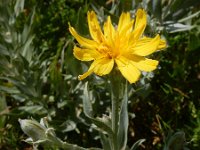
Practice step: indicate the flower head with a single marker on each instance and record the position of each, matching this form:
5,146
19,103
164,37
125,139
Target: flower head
124,45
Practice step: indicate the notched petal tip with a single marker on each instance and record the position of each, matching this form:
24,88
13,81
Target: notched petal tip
162,44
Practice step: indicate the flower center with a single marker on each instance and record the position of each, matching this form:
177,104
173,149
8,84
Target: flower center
107,51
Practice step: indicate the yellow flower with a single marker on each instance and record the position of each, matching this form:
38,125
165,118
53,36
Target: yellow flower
123,45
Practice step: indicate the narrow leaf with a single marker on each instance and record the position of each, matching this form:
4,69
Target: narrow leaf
137,144
87,108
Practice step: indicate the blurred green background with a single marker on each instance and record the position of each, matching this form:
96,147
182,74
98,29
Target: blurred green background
38,73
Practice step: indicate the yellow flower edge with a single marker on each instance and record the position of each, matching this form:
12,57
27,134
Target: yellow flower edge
124,45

——————————

• Directions: Repeat the full listing above without altering a word, and skip the pictures.

• Response to the exercise:
Practice step: indicate the flower head with a single marker on each instance and record the position of each, matching this form:
5,146
19,103
164,37
125,139
Target: flower head
124,45
Practice step: indicate the notched petal tip with a single marker on each instance and record the position of each, matching this form:
24,88
13,81
Target: notched petal tip
162,44
Practice step: indicate the flower center with a single marker on each instance and record the position of each, matching this form:
177,104
173,149
8,84
Target: flower center
107,51
Practice step: indicate the yellow flower with a single marker on each instance and record the position of each, matching this form:
38,125
165,118
53,36
Target: yellow flower
123,45
Practice step: indicate the narrow leaf with a single marker on each instance and record the position of each, matching this form:
4,69
Target: narrow leaf
137,144
87,108
Practice step: indicate the blurred green background with a single marker on each instance and record the position of each, matching this form:
96,147
182,74
98,29
Target: blurred green background
38,73
Practice step: indicate the yellow flower edge with a single marker on each instance and record the position of each, matching this form:
12,57
27,134
Target: yellow flower edge
124,45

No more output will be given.